*BRIEF*: Please set down all of the data below verbatim.

*MATERIAL TO PROCESS*:
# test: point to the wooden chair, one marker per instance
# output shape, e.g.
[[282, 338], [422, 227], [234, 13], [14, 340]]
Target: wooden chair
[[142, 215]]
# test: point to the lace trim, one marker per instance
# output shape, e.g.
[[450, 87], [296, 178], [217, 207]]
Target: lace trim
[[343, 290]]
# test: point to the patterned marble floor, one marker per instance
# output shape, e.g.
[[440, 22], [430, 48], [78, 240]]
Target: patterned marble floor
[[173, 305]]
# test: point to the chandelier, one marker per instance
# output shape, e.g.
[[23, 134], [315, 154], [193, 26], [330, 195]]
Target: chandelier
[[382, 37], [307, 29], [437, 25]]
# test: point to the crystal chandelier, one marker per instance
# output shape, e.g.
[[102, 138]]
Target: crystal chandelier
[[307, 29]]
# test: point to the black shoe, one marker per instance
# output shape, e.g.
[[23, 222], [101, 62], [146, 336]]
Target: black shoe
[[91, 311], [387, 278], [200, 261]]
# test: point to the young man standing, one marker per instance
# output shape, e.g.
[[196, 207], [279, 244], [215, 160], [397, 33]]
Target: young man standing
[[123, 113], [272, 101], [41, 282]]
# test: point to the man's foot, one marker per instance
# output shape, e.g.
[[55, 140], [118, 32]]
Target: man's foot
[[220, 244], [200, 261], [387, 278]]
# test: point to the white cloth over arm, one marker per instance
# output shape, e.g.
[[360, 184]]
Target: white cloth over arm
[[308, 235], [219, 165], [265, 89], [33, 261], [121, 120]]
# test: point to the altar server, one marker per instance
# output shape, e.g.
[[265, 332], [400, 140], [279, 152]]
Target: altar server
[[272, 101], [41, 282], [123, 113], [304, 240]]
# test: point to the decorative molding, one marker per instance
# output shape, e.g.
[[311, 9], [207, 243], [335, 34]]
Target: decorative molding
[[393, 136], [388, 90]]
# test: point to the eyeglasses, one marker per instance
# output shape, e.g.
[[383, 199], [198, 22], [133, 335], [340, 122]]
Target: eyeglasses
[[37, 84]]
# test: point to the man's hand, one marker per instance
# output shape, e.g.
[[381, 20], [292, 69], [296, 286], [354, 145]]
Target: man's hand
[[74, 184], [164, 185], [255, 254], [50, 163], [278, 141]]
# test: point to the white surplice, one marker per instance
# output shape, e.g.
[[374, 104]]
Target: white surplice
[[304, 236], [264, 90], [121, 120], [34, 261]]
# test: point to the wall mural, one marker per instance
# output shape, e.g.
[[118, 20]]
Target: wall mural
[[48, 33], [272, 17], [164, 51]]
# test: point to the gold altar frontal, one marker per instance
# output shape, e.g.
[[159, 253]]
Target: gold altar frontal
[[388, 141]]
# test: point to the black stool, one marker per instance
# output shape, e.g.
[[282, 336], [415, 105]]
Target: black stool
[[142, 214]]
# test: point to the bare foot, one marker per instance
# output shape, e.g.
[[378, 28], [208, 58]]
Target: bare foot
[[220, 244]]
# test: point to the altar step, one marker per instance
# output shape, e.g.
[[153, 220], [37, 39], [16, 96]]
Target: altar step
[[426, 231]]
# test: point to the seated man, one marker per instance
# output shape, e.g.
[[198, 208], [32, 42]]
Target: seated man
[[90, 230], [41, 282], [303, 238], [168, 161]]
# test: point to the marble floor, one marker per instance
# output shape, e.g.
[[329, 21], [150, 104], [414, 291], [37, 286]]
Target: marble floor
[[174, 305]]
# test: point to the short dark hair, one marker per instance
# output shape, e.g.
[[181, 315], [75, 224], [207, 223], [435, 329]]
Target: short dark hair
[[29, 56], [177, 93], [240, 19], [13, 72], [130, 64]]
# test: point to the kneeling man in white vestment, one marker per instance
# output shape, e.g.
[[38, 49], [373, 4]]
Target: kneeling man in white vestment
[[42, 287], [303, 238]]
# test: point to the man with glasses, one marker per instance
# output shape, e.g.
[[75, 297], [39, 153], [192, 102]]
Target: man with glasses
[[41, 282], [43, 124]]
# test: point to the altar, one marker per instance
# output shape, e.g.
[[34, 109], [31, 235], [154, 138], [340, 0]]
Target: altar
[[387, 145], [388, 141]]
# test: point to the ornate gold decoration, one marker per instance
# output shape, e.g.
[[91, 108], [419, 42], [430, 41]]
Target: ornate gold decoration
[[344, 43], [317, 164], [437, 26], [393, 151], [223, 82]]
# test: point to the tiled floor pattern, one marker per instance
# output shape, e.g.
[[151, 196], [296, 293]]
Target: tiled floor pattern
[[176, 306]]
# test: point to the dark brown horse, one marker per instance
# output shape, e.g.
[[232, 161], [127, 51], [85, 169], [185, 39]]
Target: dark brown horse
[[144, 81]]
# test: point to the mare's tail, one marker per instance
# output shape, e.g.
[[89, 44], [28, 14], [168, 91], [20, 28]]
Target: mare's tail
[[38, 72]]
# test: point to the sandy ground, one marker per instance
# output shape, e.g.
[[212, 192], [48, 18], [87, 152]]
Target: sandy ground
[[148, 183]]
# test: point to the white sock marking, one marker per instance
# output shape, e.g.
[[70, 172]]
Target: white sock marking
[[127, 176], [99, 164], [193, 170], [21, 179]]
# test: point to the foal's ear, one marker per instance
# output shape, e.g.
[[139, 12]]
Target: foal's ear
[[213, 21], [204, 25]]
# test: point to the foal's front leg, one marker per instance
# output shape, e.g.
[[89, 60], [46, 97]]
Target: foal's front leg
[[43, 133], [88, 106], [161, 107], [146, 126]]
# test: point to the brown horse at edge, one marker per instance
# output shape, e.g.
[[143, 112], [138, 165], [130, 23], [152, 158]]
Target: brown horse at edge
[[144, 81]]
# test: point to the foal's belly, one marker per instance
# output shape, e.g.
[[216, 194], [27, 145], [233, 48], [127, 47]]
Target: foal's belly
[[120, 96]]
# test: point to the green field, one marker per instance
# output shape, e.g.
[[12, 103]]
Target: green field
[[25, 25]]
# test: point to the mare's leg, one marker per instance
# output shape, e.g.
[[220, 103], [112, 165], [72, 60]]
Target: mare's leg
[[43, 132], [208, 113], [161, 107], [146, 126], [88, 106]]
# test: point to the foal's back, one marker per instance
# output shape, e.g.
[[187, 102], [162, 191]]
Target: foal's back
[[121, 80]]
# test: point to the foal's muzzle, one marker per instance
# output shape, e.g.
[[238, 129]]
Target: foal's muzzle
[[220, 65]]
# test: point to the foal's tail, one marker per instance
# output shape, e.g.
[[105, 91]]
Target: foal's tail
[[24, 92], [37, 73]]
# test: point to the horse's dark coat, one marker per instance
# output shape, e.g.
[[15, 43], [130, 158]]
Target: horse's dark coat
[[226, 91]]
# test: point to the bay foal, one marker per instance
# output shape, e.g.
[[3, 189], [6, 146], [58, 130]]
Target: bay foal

*YOUR RESPONSE*:
# test: point to the wooden chair, one marker per instance
# output shape, e.g.
[[282, 338], [422, 227], [234, 13], [14, 340]]
Target: wooden chair
[[142, 215]]
# test: point to the lace trim, one marker per instance
# output shape, e.g.
[[450, 87], [296, 178], [217, 207]]
Target: lace trim
[[343, 290]]
# test: point to the patterned marble floor, one marker per instance
# output shape, e.g.
[[440, 22], [430, 48], [78, 240]]
Target: patterned marble floor
[[173, 305]]
# test: point to the chandelier, one marker per instance
# output shape, e.g.
[[23, 134], [315, 154], [193, 26], [330, 195]]
Target: chandelier
[[382, 37], [307, 29], [437, 25]]
# test: point to the crystal chandelier, one marker per instance
# output shape, e.g.
[[102, 138]]
Target: crystal chandelier
[[307, 29]]
# test: point to the black shoe, one marker per instance
# output shape, e.g.
[[23, 222], [101, 62], [146, 336]]
Target: black shoe
[[91, 311], [387, 278], [200, 261]]
# test: point to the young man standing, one marker per instance
# output shape, e.g.
[[196, 207], [279, 244], [215, 160], [397, 33]]
Target: young man standing
[[123, 113], [272, 101], [41, 282]]
# test: point to the man's foot, one marker per instance
# output shape, e.g.
[[55, 140], [118, 32]]
Target: man's foot
[[220, 244], [200, 261], [387, 278]]
# test: point to the white cloth over arm, one marker per instance
# output shape, e.g.
[[360, 184]]
Target: white cloth over arm
[[308, 235], [219, 165], [265, 89], [33, 261], [121, 120]]
# test: point to the altar server, one marker per instance
# output shape, e.g.
[[265, 332], [400, 140], [279, 152]]
Target: altar server
[[272, 101], [41, 282], [123, 113], [304, 240]]
# test: point to the decorative molding, one marker per instance
# output shape, e.g.
[[311, 9], [207, 243], [335, 34]]
Target: decorative molding
[[393, 136], [388, 90]]
# test: point to the eyeglasses, one marker per instance
# output shape, e.g.
[[383, 199], [198, 22], [133, 335], [340, 122]]
Target: eyeglasses
[[37, 84]]
# test: point to the man's hand, one marker per instance
# output shape, e.g.
[[381, 20], [292, 69], [296, 286], [354, 145]]
Target: man's hand
[[74, 184], [164, 185], [255, 254], [50, 163], [278, 141]]
# test: point to the white surplice, one marker per instance
# output shape, e.g.
[[374, 104]]
Target: white surplice
[[304, 236], [264, 90], [121, 120], [34, 261]]
# test: point to the wall mural, one marker per instance
# output shape, e.g.
[[118, 20]]
Target: wall mural
[[48, 33], [272, 17], [164, 51]]
# test: point to the gold altar frontal, one marker per instance
# output shape, e.g.
[[159, 253]]
Target: gold altar frontal
[[388, 141]]
# test: point to the black stool, one marker per instance
# output shape, e.g.
[[282, 336], [415, 105]]
Target: black stool
[[142, 214]]
# test: point to the bare foot, one marker per instance
# output shape, e.g.
[[378, 28], [208, 58]]
Target: bare foot
[[220, 244]]
# test: point to the altar step, one marker per instance
# output shape, e.g.
[[153, 220], [37, 39], [16, 96]]
Target: altar step
[[426, 231]]
# test: point to the seated man, one marker per instance
# output shape, e.g.
[[198, 208], [32, 42]]
Target: seated man
[[90, 230], [41, 282], [303, 238], [168, 161]]
# test: point to the marble floor, one marker per instance
# output shape, e.g.
[[329, 21], [150, 104], [414, 291], [37, 286]]
Target: marble floor
[[174, 305]]
# test: point to the short dark hair, one marker per instance
# output shape, e.g.
[[181, 315], [75, 224], [207, 223], [435, 329]]
Target: short dark hair
[[29, 56], [177, 93], [240, 19], [13, 72], [130, 64]]
# test: point to the kneeling man in white vestment, one marker per instance
# output shape, e.g.
[[38, 49], [373, 4]]
Target: kneeling man in white vestment
[[42, 287], [303, 238]]
# test: point to the man with glasses, one marker per instance
# output shape, e.g.
[[75, 297], [39, 153], [192, 102]]
Target: man with glasses
[[41, 282], [43, 124]]
# test: point to the altar, one marker per instance
# output shape, e.g.
[[34, 109], [31, 235], [154, 138], [340, 0]]
Target: altar
[[387, 145], [388, 141]]
# test: point to the ornate gold decoration, one marker per instance
# output shape, e.g.
[[91, 108], [419, 42], [430, 41]]
Target: ornate gold decoration
[[344, 43], [317, 164], [437, 26], [393, 151], [223, 82]]
# test: point to the tiled floor pattern, one marker per instance
# output shape, e.g.
[[151, 196], [296, 293]]
Target: tiled floor pattern
[[176, 306]]
# test: point to the dark brown horse, one marker per instance
# output shape, e.g.
[[232, 161], [127, 51], [85, 169], [185, 39]]
Target: dark brown horse
[[144, 81]]
# test: point to the mare's tail, one marker per instance
# output shape, e.g.
[[89, 44], [28, 14], [168, 91], [20, 28]]
Target: mare's tail
[[38, 72]]
# test: point to the sandy ground, one marker per instance
# output shape, e.g.
[[212, 192], [48, 18], [87, 152]]
Target: sandy ground
[[148, 183]]
# test: point to the white sock marking, one marker per instance
# output shape, e.g.
[[70, 172]]
Target: white sock marking
[[127, 176], [99, 164], [193, 170], [21, 179]]
# test: point to the foal's ear, one marker per instance
# output shape, e.g.
[[139, 12]]
Target: foal's ear
[[213, 21], [204, 25]]
# test: point to the foal's front leg, one marker per instance
# output shape, e.g.
[[89, 60], [46, 97]]
Target: foal's front leg
[[43, 133], [88, 106], [161, 107], [146, 126]]
# test: point to the brown horse at edge, one marker per instance
# output shape, e.g.
[[143, 112], [138, 165], [130, 23], [152, 158]]
Target: brown horse at edge
[[144, 81]]
# test: point to the foal's belly, one marker per instance
# output shape, e.g.
[[216, 194], [27, 145], [233, 48], [127, 47]]
Target: foal's belly
[[120, 96]]
# test: point to the green field, one marker per instance
# output shape, e.g.
[[12, 103]]
Target: green field
[[25, 25]]
# test: point to the mare's leg, one marker per instance
# output shape, e.g.
[[220, 103], [112, 165], [72, 60]]
Target: mare's leg
[[43, 132], [208, 113], [161, 107], [146, 126], [88, 106]]
# test: point to the foal's back, one marker per instance
# output shape, e.g.
[[187, 102], [162, 191]]
Target: foal's back
[[121, 80]]
# test: point to the foal's muzzle, one marker per instance
# output shape, e.g.
[[238, 129]]
Target: foal's muzzle
[[220, 65]]
# test: point to the foal's tail, one marker per instance
# output shape, e.g.
[[105, 91]]
Target: foal's tail
[[24, 92], [37, 73]]
# test: point to the horse's dark coat, one marker per instance
# output shape, e.g.
[[15, 43], [130, 158]]
Target: horse's dark coat
[[226, 91]]
# test: point to the bay foal, one marker per instance
# output shape, e.g.
[[3, 189], [6, 146], [58, 130]]
Target: bay foal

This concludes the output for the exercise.